(WHAT YOU ARE ASKED TO DO) Copy out everything from the line containing "Can you see the man in" down to the last line, requests included, multiplying each point coordinate in the answers by 2.2 and rounding to the nearest whole number, with halves rounded up.

** BEGIN GIVEN ENTRIES **

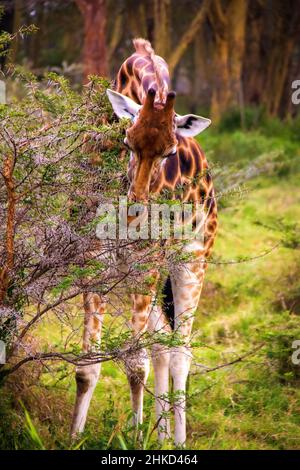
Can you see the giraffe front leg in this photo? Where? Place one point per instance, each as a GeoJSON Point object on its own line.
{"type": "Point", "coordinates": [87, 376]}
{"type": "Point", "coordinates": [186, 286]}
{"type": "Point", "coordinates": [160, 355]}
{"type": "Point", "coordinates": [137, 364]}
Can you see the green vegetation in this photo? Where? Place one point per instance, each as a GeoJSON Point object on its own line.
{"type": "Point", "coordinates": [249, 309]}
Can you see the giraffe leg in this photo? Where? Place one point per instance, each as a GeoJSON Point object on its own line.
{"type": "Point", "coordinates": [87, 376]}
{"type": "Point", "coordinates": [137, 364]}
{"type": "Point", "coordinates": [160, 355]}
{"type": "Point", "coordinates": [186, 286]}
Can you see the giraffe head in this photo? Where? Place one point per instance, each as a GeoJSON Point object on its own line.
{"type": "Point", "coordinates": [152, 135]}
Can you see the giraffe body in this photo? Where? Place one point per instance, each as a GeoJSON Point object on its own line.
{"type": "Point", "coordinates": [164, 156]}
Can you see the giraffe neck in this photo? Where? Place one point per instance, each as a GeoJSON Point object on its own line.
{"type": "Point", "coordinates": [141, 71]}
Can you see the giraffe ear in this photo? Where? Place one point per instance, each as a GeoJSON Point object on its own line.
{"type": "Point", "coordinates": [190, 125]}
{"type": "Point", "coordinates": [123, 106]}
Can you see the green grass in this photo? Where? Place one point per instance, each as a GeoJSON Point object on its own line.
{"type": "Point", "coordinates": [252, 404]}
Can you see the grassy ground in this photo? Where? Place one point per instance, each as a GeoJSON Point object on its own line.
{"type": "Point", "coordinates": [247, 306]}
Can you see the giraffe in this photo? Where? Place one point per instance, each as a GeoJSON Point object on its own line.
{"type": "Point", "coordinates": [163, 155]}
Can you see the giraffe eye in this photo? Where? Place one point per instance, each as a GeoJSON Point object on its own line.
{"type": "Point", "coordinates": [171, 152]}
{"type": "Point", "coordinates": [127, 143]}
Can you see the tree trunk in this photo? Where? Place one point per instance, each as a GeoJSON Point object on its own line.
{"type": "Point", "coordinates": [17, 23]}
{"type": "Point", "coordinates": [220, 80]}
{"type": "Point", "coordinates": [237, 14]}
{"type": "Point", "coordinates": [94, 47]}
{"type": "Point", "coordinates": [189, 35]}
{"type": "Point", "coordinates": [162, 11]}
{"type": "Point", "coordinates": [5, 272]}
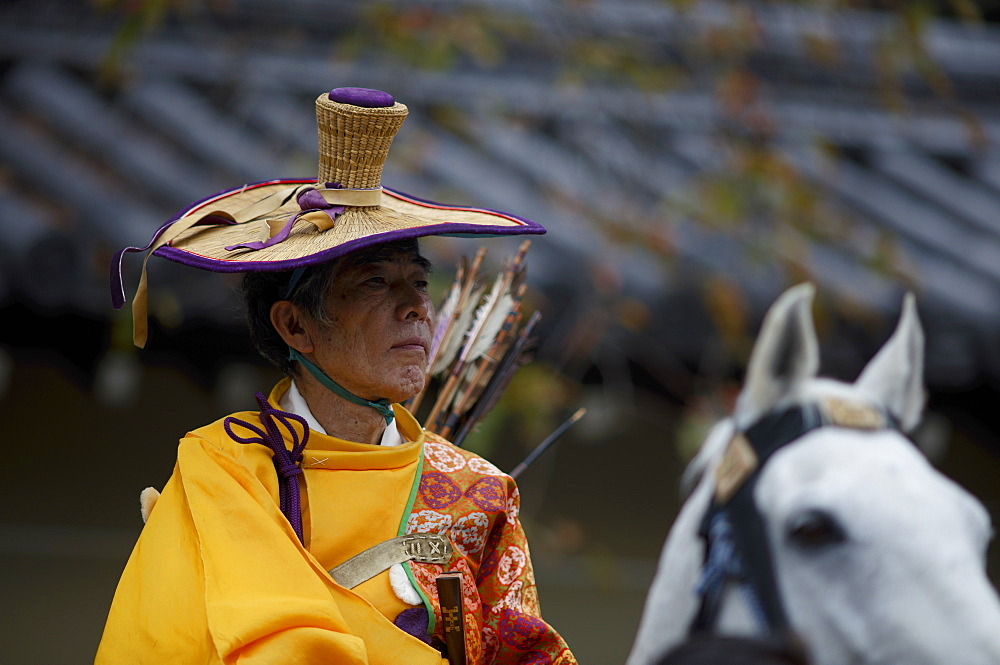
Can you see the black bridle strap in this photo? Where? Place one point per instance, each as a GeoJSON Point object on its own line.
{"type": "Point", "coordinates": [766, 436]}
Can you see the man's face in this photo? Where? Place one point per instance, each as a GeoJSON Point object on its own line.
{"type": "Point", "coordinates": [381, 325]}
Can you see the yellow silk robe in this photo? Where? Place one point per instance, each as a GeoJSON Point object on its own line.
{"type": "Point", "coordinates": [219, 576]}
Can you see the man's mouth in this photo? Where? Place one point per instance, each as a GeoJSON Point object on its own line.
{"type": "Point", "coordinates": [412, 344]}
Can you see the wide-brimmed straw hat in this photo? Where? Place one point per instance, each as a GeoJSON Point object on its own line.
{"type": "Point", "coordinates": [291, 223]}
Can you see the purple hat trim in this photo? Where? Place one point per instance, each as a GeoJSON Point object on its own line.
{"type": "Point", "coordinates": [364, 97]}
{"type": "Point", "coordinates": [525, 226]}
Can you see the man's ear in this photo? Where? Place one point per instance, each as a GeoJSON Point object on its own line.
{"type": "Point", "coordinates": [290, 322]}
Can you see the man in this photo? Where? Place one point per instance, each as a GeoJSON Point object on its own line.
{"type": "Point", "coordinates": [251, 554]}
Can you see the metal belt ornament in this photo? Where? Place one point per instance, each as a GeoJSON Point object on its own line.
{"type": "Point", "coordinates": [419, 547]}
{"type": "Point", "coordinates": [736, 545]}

** END GIVEN ENTRIES **

(TASK RESPONSE)
Can you see the man in this photo? Where? Place one point per instance, each as a GeoJSON Point object on its own line.
{"type": "Point", "coordinates": [552, 1219]}
Can you see the metal belt ornament in this photo? Where? Place one point per instance, each as a GeoJSON Point object on its own line.
{"type": "Point", "coordinates": [922, 1203]}
{"type": "Point", "coordinates": [1619, 1199]}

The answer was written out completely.